--- What you should do ---
From the line that contains "One pin marks each instance of the grassy" through the closing line of the entries, write out each line exactly; pictures stay out.

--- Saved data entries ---
== Segment start ==
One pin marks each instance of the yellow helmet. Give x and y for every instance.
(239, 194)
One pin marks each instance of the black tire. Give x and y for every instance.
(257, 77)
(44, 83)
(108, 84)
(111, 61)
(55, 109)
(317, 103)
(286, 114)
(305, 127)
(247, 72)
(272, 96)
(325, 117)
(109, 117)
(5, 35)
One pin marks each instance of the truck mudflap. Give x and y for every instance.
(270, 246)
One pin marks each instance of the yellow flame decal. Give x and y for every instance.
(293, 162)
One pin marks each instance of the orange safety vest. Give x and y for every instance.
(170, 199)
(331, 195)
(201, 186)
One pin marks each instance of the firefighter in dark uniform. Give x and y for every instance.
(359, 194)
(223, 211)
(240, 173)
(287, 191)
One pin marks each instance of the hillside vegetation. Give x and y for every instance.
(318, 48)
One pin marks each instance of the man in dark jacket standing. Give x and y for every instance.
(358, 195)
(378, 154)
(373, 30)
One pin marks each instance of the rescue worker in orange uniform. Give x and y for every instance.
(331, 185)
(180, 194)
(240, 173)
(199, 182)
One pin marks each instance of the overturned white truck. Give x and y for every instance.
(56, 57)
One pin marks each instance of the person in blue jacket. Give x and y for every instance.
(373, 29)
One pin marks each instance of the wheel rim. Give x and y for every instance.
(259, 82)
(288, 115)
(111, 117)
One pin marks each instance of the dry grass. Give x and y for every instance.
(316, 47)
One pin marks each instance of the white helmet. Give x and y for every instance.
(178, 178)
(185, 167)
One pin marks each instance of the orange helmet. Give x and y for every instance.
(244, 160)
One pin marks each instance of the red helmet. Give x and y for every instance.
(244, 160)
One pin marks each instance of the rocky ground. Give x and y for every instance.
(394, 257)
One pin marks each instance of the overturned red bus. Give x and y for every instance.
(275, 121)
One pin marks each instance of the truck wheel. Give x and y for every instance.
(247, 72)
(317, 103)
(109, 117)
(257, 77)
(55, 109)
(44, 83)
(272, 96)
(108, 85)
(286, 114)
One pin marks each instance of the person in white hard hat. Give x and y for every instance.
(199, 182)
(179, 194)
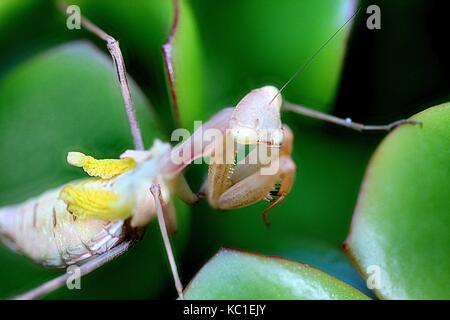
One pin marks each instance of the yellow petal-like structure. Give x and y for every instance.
(105, 168)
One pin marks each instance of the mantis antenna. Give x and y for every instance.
(314, 55)
(347, 122)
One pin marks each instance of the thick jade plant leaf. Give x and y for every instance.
(44, 28)
(252, 43)
(238, 275)
(402, 220)
(67, 99)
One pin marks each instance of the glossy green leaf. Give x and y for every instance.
(67, 99)
(238, 275)
(402, 221)
(28, 27)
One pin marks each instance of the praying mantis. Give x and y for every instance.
(91, 221)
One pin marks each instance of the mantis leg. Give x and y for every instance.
(161, 211)
(348, 123)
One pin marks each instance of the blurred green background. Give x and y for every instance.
(58, 92)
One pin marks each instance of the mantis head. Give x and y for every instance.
(256, 118)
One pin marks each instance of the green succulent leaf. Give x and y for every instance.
(68, 99)
(252, 43)
(238, 275)
(402, 220)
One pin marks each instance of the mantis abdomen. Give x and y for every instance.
(44, 230)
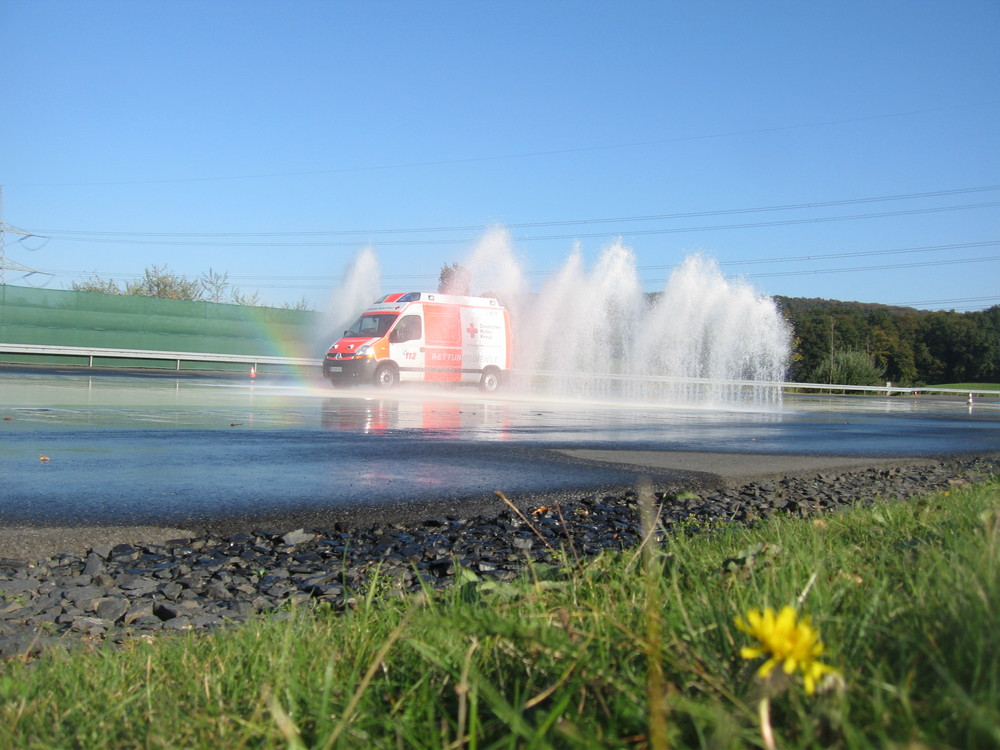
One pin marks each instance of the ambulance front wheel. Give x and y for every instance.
(490, 380)
(386, 376)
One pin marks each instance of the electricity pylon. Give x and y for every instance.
(5, 263)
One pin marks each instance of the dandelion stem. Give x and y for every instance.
(766, 733)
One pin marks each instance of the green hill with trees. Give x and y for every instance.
(870, 344)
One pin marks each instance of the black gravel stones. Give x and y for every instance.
(128, 590)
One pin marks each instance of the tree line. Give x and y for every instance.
(854, 343)
(847, 343)
(158, 281)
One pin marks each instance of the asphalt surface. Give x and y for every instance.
(106, 459)
(678, 471)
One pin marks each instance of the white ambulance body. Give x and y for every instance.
(424, 337)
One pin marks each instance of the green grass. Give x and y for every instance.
(624, 650)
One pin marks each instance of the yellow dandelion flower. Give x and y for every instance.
(785, 640)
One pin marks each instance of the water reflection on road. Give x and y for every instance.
(169, 450)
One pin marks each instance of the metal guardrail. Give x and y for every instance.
(251, 359)
(92, 351)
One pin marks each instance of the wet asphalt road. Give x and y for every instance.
(116, 449)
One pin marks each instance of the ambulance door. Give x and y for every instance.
(443, 341)
(406, 345)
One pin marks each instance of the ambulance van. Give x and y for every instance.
(424, 337)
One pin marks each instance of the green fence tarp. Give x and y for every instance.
(90, 319)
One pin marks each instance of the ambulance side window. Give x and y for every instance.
(409, 329)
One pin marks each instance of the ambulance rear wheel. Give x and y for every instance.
(386, 376)
(490, 380)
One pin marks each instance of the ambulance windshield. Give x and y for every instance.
(375, 324)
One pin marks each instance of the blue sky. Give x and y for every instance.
(274, 141)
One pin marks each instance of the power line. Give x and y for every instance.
(539, 224)
(528, 238)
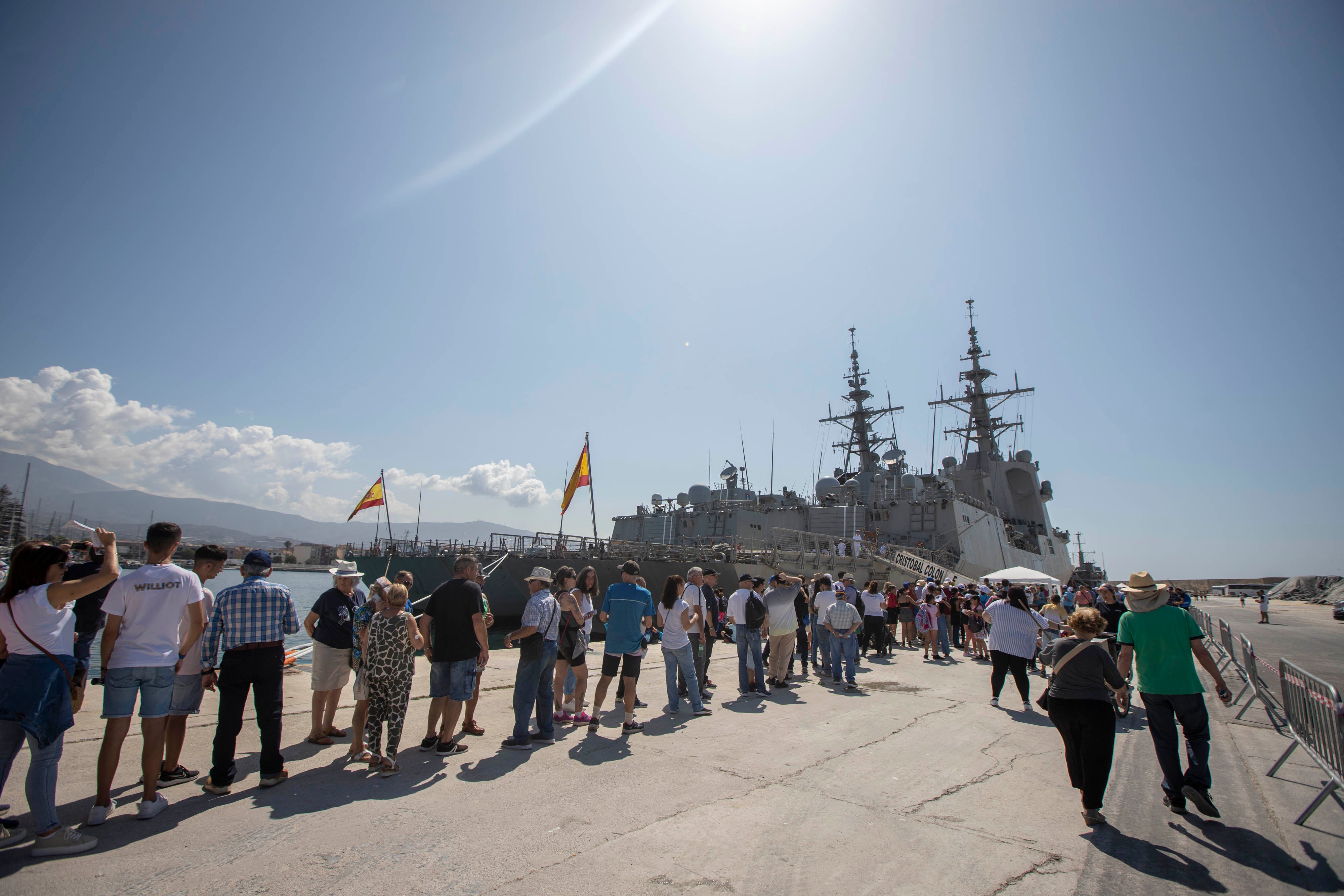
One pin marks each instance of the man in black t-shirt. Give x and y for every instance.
(89, 616)
(458, 652)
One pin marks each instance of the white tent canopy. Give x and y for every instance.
(1022, 575)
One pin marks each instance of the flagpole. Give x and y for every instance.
(592, 502)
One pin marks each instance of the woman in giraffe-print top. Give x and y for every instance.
(389, 647)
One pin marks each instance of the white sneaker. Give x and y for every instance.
(147, 809)
(97, 815)
(64, 842)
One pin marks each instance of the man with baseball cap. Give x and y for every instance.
(1166, 640)
(627, 613)
(534, 684)
(249, 623)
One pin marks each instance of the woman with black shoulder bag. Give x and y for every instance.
(1080, 707)
(41, 687)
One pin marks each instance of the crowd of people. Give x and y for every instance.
(167, 639)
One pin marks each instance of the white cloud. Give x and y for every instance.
(73, 418)
(518, 485)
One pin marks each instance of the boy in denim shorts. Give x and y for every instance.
(142, 653)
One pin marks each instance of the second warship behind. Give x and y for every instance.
(979, 514)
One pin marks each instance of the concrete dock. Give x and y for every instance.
(913, 784)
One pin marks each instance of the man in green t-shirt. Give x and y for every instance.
(1167, 641)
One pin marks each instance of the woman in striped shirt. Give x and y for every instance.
(1013, 641)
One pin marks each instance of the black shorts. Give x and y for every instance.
(628, 664)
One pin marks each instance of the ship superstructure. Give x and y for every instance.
(978, 514)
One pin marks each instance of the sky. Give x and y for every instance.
(260, 252)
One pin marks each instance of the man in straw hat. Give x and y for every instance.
(534, 683)
(1166, 641)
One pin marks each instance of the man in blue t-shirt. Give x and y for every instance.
(627, 613)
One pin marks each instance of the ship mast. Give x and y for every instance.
(859, 422)
(982, 428)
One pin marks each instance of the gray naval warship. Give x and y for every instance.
(876, 518)
(978, 514)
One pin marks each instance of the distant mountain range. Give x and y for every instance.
(127, 511)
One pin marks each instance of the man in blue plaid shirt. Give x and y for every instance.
(251, 623)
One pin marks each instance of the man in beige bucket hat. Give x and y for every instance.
(1166, 640)
(536, 679)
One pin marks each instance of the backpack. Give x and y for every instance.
(756, 612)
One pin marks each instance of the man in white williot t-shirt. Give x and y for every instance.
(142, 653)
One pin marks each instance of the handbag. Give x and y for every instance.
(573, 640)
(1044, 700)
(76, 683)
(530, 648)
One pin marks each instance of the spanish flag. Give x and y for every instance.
(580, 479)
(374, 498)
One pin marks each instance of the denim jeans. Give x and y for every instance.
(84, 648)
(41, 786)
(261, 671)
(1165, 711)
(823, 647)
(843, 649)
(698, 656)
(679, 663)
(749, 641)
(536, 687)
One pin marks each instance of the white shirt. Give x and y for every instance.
(842, 616)
(208, 606)
(674, 636)
(825, 600)
(693, 600)
(53, 629)
(874, 605)
(739, 606)
(151, 602)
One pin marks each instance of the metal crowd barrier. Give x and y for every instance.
(1226, 645)
(1260, 688)
(1314, 718)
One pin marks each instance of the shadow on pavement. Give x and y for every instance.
(1256, 851)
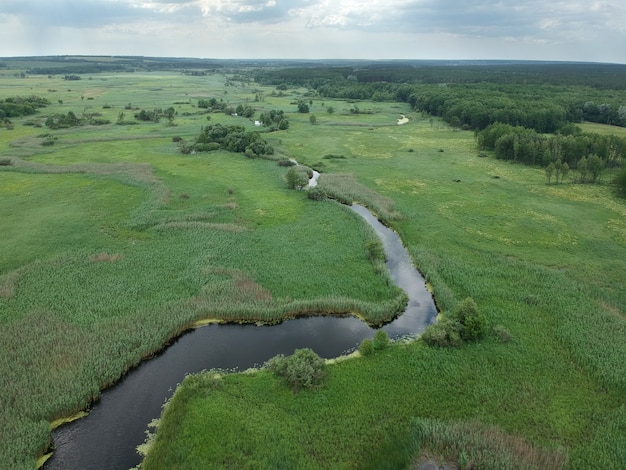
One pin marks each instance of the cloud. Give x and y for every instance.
(504, 18)
(346, 28)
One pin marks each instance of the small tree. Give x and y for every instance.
(303, 107)
(595, 166)
(473, 322)
(620, 182)
(297, 177)
(550, 171)
(303, 369)
(381, 340)
(366, 348)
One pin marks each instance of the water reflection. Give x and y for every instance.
(108, 436)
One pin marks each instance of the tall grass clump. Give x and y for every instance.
(303, 369)
(464, 323)
(473, 446)
(346, 189)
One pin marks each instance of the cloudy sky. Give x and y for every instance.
(580, 30)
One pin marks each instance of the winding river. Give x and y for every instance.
(108, 436)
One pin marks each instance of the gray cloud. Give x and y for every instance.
(347, 27)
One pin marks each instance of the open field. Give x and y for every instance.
(111, 227)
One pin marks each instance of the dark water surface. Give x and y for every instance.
(108, 436)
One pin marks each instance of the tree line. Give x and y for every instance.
(587, 153)
(228, 137)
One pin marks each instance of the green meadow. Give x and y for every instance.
(111, 227)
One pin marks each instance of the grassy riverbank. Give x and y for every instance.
(113, 242)
(110, 227)
(544, 263)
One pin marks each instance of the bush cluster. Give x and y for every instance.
(231, 138)
(303, 369)
(378, 343)
(466, 323)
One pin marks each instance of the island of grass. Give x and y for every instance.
(114, 242)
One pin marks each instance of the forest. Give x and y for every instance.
(146, 200)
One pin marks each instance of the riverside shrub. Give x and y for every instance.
(381, 340)
(473, 321)
(366, 348)
(303, 369)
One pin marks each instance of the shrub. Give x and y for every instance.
(316, 194)
(473, 322)
(381, 340)
(502, 334)
(303, 369)
(445, 333)
(366, 348)
(297, 177)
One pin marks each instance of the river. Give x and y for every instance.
(107, 438)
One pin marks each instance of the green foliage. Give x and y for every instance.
(298, 177)
(381, 340)
(21, 106)
(445, 333)
(620, 181)
(274, 119)
(366, 347)
(589, 152)
(303, 369)
(190, 258)
(62, 121)
(473, 322)
(502, 334)
(232, 138)
(316, 194)
(303, 106)
(473, 445)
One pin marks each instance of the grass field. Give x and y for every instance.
(111, 227)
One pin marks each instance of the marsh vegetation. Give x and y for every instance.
(114, 242)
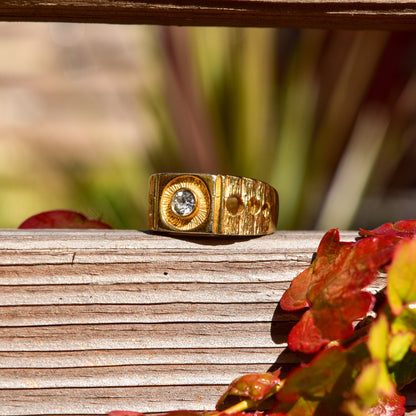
== Segment end ==
--- Written solution ---
One pin marks each instance of the grassy riverbank. Give x and y for every instance.
(113, 242)
(110, 227)
(544, 263)
One pin marks each instance of the bush cluster. Give x and y for every instance.
(231, 138)
(303, 369)
(378, 343)
(466, 323)
One pin marks each instance of the island of grass. Give x and y for every instance.
(114, 242)
One pin marks each instance of the forest. Give x and y for every instance.
(146, 200)
One pin marks each instance of the riverside shrub. Give x and y for every instance.
(381, 340)
(473, 321)
(366, 348)
(303, 369)
One pin marks each instance of the shrub. Give x and y for every instance.
(316, 194)
(473, 322)
(381, 340)
(502, 334)
(303, 369)
(445, 333)
(366, 348)
(297, 177)
One pin marks each instance of the river. Give x and y for every instance.
(107, 438)
One pin marks each instance of the green foliage. Give x and y for every instance.
(298, 177)
(381, 340)
(21, 106)
(445, 333)
(620, 181)
(274, 119)
(366, 347)
(589, 152)
(303, 369)
(190, 258)
(62, 121)
(473, 322)
(502, 334)
(232, 138)
(316, 194)
(303, 106)
(473, 445)
One pin marks each instance of the grass field. Give x and y for every instance.
(111, 227)
One pin marks each instance of the marsh vegetation. Give x and y for every instance.
(114, 242)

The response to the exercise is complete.